====== Supplied text ======
Member of the New Zealand Parliament for West Coast
- In office 1990–1993
- Preceded by: Sir Kerry Burke
- Succeeded by: Damien O'Connor

Personal details
- Born: 9 September 1941 (age 84) Kimberley, Cape Province, South Africa
- Party: National
- Spouse: Derek

= Margaret Moir =

New Zealand politician

Margaret Moir (born 9 September 1941) is a former New Zealand politician of the National Party. Previously, she was the elected chairman of the West Coast Regional Council.

==Biography==

Moir was born in Kimberley, South Africa, and was a businesswoman in Hokitika with her husband.
====== Recorded information ======
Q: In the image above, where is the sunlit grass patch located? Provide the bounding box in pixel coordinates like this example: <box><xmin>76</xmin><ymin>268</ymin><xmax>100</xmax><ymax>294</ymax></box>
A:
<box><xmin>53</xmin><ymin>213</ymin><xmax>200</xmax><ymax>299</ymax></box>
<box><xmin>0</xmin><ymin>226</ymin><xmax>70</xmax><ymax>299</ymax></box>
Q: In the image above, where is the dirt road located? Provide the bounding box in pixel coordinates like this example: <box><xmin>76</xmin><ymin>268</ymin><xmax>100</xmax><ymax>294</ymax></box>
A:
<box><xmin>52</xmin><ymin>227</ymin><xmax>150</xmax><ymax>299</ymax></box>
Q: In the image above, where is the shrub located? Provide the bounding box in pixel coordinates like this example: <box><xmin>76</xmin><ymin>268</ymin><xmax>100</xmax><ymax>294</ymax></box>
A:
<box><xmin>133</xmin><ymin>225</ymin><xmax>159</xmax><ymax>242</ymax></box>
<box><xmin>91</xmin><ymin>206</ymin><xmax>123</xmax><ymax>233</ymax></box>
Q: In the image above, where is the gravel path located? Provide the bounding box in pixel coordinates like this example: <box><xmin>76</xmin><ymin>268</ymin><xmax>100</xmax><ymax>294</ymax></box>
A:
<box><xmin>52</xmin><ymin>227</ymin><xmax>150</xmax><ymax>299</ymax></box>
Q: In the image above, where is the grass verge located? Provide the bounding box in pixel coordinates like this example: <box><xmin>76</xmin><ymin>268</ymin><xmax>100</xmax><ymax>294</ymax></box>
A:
======
▶ _Directives_
1. Set down the part of the Margaret Moir article above that begins with "Margaret Moir (born" and ends after "with her husband.", keeping every word as it appears.
2. Carry the Margaret Moir article forward, starting right after its last sentence.

▶ _Task answers_
1.
Margaret Moir (born 9 September 1941) is a former New Zealand politician of the National Party. Previously, she was the elected chairman of the West Coast Regional Council.

==Biography==

Moir was born in Kimberley, South Africa, and was a businesswoman in Hokitika with her husband.

2.
She represented the West Coast electorate in Parliament from 1990 to 1993, when she was defeated by Damien O'Connor. She is one of six one-term National MPs who were elected in a swing against Labour in the 1990 election. She was unsuccessful as a list candidate in the 1996 election. After leaving Parliament Moir served as a director of two state-owned enterprises: Timberlands West Coast Limited and MetService.

In 1993, Moir was awarded the New Zealand Suffrage Centennial Medal. In the 1995 Queen's Birthday Honours, she was appointed a Companion of the Queen's Service Order for public services.

Moir and her husband Derek now live in Akaroa. She was treasurer at Amy Adams' electorate office.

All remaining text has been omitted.